▶ [BRONTEKST]:
####
Er zijn naast de verplichte (wettelijk te respecteren) regels ook steeds bijkomende aanbevolen maatregelen om in de mate van het mogelijke en wenselijke toe te passen.

Administratieve voorwaarden

Voor een gedetailleerde beschrijving van de nodige stappen in de procedure verwijzen we graag naar het vademecum. Hieronder vindt u een kort overzicht van die stappen.

Volg een opleiding over ggo’s en co-existentie in een erkend vormingscentrum

Als u beslist in de (nabije) toekomst een (in de EU voor de teelt toegelaten) ggo te telen in Vlaanderen, bent u verplicht vooraf een opleiding (van minimaal 6 lesuren) te volgen waarin u o.a. in detail de wetgeving, de praktische vereisten (zowel administratief als teelttechnisch) en de mogelijke consequenties van uw teelt voor u en/of uw buurproducenten toegelicht zullen worden. Die opleiding wordt door een aantal landbouwvormingscentra aangeboden. U moet ervoor zorgen dat dit vormingscentrum voor die opleiding erkend werd. Het attest van opleiding dat u ontvangt, moet aan ons voorgelegd kunnen worden bij aanmelding van de intentie tot ggo-teelt.

Loonwerkers die van plan zijn om activiteiten uit te voeren bij de teelt van een ggo, moeten eenzelfde opleiding volgen en moeten het attest kunnen voorleggen wanneer ggo-telers hen inzetten. Werknemers die dit werk voor de loonwerker effectief op het veld uitvoeren, vallen onder de verantwoordelijkheid van de loonwerker.

Erkende vormingscentra

De overheid erkende in het kader van de subsidiëring van de naschoolse (landbouw-)vorming een aantal vormingscentra. Een aantal van die vormingscentra hebben/zullen de verplichte opleiding inzake co-existentie en ggo’s in hun vormingsaanbod opnemen. U moet als geïnteresseerde landbouwer met die vormingscentra contact opnemen voor verdere informatie.
####
▶ [GEGEVENSRIJEN]:
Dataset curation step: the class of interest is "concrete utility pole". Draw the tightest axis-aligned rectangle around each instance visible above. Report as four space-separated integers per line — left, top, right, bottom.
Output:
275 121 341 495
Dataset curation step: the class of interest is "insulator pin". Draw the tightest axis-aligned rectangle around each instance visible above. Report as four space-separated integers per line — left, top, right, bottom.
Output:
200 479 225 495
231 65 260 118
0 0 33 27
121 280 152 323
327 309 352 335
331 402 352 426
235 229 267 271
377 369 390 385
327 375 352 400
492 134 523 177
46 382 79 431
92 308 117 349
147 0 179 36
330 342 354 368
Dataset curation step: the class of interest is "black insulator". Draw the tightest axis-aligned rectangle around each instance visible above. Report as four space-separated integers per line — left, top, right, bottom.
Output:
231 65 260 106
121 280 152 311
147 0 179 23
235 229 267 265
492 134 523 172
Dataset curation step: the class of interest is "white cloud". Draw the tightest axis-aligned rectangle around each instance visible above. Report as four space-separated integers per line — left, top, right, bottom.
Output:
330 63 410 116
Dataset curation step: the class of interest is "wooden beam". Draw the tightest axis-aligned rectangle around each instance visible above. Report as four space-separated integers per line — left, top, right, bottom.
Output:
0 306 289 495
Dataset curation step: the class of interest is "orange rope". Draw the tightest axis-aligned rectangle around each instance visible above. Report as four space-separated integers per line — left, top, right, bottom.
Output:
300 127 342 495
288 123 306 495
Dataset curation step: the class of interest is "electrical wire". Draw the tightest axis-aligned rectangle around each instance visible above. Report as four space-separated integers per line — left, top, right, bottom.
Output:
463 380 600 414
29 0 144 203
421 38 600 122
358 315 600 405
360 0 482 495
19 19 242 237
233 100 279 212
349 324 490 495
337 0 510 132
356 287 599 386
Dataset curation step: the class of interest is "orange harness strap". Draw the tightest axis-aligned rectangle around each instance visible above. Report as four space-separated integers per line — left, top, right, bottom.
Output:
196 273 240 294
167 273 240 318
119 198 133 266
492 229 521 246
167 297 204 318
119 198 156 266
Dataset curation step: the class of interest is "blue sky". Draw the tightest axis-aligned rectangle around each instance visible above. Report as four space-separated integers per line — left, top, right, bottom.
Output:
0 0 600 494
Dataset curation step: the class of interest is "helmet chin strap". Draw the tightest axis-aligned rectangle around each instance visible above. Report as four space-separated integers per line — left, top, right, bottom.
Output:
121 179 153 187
####
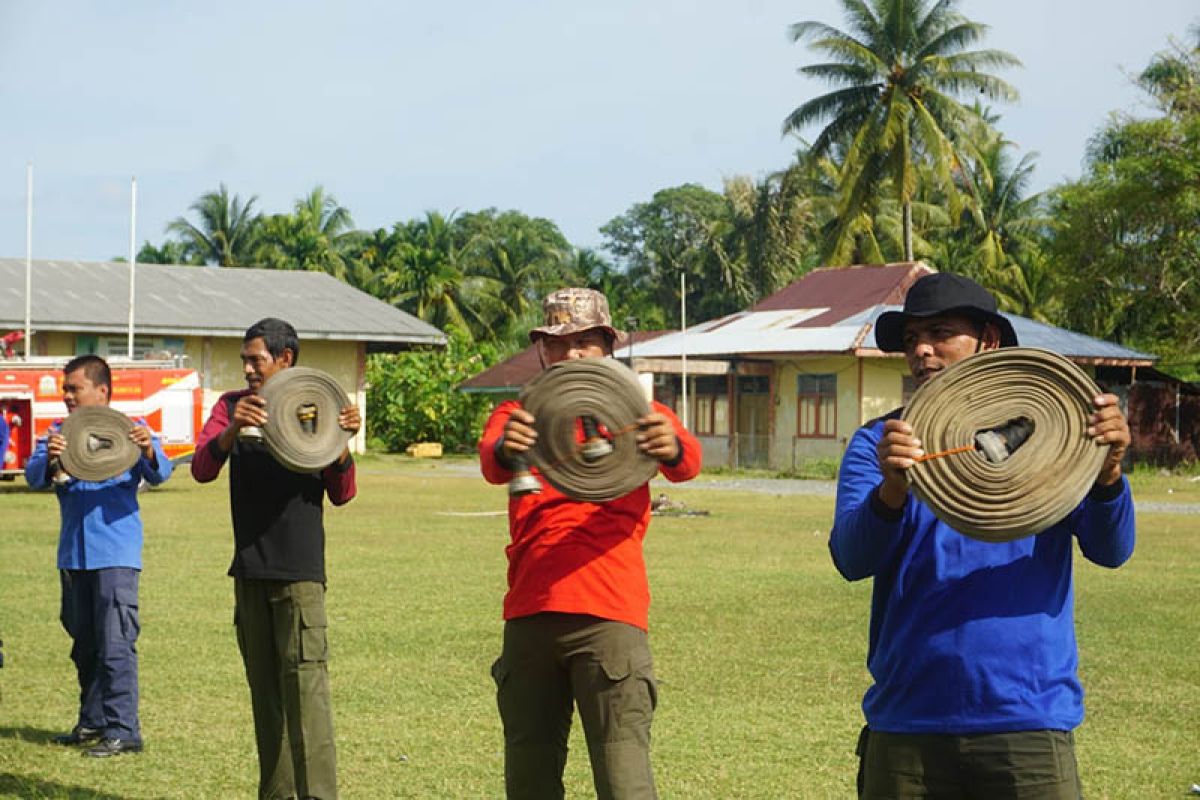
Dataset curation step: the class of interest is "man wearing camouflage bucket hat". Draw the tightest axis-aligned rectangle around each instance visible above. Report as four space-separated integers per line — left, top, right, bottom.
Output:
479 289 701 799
####
▶ [OPDRACHTEN]:
[1] Geef uit de tekst over ggo-teelt alles vanaf "Administratieve voorwaarden" tot en met "van die stappen." letterlijk weer.
[2] Schrijf de tekst over ggo-teelt in Vlaanderen verder, vanaf waar hij ophoudt.

▶ [ANTWOORDEN]:
[1]
Administratieve voorwaarden

Voor een gedetailleerde beschrijving van de nodige stappen in de procedure verwijzen we graag naar het vademecum. Hieronder vindt u een kort overzicht van die stappen.

[2]
Overzicht van de andere administratieve vereisten

In de Vlaamse regelgeving werden voor enkele gewassen uiterste indieningsdata wettelijk vastgelegd die gerespecteerd moeten worden (aangegeven in blauw als Dag 0, Dag 20 en Dag 110 in onderstaande figuur):

Uiterste indieningsdata
Gewas  Bij overheid Bij buurlandbouwers

Opkoopregeling

Maïs  10 december  30 december  25 maart
Aardappel  10 november  30 november

 25 februari

Suikerbiet  10 november  30 november

 25 februari

1. Meld ons uw intentie tot ggo-teelt

Meld uw teeltintentie van ggo-teelt tijdig (op 'dag 0') en schriftelijk aan het Agentschap voor Landbouw en Visserij, voorzien van de gevraagde informatie (bv. locatie perceel) en noodzakelijke bewijsstukken. Dag 0 uit bovenstaand schema is afhankelijk van het gewas en werd wettelijk vastgelegd (zie tabel hierboven). U gebruikt best het hiervoor voorziene formulier.

2. Lijst omliggende landbouwers

Wij bezorgen u als overheid binnen de 10 werkdagen een lijst van de door ons gekende landbouwers binnen de meldingsafstand rond het aangegeven perceel voor ggo-teelt, voor zover zij akkoord gaan met het gebruik van hun persoonlijke gegevens (privacywetgeving). U blijft zelf verantwoordelijk voor het aanspreken van ook die landbouwers die niet gekend zijn of niet bereid waren hun gegevens ter beschikking te stellen.

3. Meld uw intentie tot ggo-teelt bij uw buurproducenten en landbouwer met cultuurcontract

Alle landbouwers met percelen (deels) binnen de meldingsafstand, vastgelegd in de wetgeving per gewas (voor maïs is dit 100 meter), moeten tijdig (zie tabel hierboven) op de hoogte gebracht worden via een intentieverklaring (formulier).

4. Bezwarenprocedure

Uw buurproducenten die zich binnen de isolatieafstand van het betreffende gg-gewas bevinden (voor maïs is dit 50 meter), hebben het recht om een bezwaarschrift in te dienen wanneer ze een eigen economisch belang kunnen aantonen. Ze hebben hiervoor maximaal 30 kalenderdagen.

5. Uitspraak commissie

De commissie ‘co-existentie’ (bestaande uit experts uit de overheid en de landbouwsector) heeft vervolgens maximaal 45 kalenderdagen de tijd om eventuele ingediende bezwaren te beoordelen en ze al dan niet gegrond te verklaren. De commissie deelt daarna schriftelijk mee of de ggo-teelt kan doorgaan.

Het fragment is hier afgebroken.